____ Items

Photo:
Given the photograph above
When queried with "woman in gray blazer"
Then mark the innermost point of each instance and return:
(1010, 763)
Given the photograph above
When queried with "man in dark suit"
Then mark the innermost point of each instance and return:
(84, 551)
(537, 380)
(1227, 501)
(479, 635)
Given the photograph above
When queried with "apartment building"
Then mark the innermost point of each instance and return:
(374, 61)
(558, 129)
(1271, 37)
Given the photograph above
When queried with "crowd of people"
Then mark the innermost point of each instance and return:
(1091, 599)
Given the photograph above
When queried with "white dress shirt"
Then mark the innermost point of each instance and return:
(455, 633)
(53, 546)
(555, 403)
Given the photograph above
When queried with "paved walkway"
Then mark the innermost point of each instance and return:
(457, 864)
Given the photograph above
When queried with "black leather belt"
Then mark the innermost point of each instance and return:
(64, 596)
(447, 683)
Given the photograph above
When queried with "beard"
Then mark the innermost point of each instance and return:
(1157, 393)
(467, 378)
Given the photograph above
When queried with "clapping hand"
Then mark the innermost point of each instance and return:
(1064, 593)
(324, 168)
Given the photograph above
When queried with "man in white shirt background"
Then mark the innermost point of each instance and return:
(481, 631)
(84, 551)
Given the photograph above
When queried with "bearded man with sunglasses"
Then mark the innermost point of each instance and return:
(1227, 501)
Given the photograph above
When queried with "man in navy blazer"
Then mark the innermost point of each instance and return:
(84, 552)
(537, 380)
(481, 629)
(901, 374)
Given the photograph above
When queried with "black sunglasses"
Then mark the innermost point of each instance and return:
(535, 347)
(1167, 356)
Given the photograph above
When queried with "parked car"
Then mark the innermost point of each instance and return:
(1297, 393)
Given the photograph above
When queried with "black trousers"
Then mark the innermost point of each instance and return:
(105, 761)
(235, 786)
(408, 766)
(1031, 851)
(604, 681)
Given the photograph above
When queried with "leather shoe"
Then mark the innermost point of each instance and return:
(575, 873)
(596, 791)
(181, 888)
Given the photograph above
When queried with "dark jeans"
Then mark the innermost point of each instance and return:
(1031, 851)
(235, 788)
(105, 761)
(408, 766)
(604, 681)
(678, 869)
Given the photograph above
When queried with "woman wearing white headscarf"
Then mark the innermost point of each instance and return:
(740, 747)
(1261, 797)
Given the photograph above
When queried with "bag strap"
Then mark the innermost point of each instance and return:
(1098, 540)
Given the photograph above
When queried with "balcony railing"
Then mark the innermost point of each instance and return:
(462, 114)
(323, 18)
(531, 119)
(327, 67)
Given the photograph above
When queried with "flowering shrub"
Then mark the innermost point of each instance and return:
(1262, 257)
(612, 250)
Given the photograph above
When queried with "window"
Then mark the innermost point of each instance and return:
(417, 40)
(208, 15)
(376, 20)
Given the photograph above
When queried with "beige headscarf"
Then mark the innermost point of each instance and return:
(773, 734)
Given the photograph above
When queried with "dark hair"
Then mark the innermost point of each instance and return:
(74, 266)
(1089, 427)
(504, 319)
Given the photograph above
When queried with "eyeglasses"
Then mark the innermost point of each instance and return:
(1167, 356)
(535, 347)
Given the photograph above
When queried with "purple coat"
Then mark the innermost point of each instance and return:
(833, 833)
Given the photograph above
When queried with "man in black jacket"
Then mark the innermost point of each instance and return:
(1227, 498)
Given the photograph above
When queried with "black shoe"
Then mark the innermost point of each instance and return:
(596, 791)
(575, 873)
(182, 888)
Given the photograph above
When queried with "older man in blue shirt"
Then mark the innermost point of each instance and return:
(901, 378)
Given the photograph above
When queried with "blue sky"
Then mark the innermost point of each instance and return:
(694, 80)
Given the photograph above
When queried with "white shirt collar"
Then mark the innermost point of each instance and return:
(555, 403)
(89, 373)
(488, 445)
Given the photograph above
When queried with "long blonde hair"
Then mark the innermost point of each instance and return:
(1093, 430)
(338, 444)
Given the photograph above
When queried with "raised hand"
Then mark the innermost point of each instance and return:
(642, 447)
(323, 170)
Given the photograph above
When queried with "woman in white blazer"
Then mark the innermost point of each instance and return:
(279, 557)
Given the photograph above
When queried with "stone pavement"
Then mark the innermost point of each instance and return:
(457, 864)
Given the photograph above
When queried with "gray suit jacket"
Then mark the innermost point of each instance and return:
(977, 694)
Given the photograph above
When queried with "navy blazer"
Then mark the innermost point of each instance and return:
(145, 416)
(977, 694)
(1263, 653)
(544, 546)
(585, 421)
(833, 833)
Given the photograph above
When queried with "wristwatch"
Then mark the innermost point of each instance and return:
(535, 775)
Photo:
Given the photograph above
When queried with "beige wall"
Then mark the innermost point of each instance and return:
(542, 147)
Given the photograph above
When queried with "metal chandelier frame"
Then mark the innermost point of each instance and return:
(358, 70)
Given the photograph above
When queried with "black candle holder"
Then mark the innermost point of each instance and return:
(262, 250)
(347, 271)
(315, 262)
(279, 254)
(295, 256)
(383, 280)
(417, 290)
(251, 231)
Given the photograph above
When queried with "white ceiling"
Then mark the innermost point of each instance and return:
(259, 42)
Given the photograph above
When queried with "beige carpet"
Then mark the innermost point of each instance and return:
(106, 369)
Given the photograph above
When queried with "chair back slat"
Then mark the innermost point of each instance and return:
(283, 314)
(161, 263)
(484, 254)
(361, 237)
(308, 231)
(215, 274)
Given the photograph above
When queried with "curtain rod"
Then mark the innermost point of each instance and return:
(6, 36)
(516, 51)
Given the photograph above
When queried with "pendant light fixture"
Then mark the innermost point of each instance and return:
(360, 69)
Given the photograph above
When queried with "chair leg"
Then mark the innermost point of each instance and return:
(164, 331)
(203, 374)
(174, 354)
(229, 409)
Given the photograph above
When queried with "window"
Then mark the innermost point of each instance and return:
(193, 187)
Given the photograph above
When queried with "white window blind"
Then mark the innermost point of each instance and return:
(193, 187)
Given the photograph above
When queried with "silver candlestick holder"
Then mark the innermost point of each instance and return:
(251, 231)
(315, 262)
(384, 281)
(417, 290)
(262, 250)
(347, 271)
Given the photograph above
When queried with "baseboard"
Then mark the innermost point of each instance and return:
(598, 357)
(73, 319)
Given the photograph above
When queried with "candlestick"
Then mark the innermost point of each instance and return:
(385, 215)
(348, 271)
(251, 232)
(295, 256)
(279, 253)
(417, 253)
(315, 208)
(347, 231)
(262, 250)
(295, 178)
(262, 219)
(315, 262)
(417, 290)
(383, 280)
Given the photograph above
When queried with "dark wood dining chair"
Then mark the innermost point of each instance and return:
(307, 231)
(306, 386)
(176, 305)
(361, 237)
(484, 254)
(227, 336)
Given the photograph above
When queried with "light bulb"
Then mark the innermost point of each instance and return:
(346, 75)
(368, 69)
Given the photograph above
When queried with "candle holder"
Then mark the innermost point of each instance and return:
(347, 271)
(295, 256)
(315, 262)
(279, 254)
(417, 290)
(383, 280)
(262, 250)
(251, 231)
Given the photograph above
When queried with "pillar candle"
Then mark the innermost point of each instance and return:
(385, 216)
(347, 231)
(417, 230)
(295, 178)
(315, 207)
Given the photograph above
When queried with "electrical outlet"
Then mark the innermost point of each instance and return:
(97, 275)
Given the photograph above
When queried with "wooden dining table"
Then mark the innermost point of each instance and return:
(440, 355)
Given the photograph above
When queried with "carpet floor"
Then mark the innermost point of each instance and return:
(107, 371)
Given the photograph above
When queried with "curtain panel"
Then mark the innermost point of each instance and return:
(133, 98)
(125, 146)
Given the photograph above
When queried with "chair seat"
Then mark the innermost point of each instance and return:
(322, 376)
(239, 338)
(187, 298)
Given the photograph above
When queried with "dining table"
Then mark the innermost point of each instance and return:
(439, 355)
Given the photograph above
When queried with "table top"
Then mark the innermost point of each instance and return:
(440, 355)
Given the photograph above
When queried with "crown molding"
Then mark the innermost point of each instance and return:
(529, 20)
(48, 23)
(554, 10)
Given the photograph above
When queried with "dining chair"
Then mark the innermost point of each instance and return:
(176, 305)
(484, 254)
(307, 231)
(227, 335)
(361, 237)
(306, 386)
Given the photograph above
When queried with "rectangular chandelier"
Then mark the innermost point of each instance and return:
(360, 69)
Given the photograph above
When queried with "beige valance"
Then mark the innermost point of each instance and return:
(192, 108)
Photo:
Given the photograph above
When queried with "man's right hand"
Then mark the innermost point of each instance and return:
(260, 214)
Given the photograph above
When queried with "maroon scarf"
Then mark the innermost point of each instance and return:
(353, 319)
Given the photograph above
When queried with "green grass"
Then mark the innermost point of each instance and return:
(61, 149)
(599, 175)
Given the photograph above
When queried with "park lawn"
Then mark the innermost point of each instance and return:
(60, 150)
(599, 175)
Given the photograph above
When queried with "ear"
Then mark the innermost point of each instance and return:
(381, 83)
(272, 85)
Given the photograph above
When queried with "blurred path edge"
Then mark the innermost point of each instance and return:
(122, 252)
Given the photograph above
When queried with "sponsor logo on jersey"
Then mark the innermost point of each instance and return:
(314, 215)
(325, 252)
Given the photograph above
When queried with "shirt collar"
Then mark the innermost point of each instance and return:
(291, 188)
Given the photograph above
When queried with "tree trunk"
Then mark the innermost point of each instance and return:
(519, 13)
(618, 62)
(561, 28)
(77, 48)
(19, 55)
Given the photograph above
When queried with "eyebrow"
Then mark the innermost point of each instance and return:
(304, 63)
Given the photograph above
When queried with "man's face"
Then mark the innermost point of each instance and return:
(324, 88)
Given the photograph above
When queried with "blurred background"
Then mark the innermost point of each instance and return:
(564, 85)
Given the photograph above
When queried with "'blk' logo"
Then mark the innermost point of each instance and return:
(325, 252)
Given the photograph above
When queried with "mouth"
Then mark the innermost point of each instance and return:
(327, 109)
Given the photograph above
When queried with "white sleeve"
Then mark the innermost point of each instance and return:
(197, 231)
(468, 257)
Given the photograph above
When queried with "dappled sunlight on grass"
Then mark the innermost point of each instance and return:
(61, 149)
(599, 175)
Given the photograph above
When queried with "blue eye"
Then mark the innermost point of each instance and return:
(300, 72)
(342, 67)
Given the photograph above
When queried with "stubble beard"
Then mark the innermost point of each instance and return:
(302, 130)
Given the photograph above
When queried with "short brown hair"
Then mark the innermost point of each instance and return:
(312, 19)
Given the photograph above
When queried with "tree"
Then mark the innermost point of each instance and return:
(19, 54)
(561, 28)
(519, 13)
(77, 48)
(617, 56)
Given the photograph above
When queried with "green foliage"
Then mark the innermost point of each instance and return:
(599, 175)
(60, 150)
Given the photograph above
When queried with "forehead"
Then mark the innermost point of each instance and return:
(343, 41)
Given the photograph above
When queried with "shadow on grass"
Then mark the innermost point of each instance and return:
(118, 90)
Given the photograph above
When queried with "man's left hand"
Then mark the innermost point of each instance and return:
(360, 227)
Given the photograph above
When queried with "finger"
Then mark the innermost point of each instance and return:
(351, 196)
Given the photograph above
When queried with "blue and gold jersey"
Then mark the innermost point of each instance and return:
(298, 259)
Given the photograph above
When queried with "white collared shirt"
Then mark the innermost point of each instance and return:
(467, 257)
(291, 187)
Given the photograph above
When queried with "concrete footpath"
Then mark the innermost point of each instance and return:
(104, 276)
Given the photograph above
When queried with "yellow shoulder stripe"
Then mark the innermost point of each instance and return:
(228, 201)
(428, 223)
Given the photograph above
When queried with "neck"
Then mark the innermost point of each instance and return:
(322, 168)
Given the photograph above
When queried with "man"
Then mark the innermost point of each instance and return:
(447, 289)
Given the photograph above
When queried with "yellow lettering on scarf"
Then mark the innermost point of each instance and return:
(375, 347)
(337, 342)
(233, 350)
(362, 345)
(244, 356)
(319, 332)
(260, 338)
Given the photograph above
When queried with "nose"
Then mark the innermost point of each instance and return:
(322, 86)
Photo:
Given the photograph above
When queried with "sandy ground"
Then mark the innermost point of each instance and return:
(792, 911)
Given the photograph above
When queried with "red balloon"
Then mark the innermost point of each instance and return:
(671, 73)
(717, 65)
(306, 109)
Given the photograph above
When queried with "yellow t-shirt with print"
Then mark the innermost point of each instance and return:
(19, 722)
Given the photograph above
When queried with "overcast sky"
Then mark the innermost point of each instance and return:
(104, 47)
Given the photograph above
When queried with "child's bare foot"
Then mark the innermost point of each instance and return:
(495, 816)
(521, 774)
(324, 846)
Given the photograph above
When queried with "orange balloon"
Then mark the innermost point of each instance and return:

________

Given instruction ::
Report how many lines in the rows above contain the string "logo", giving only the number.

Written answer ::
2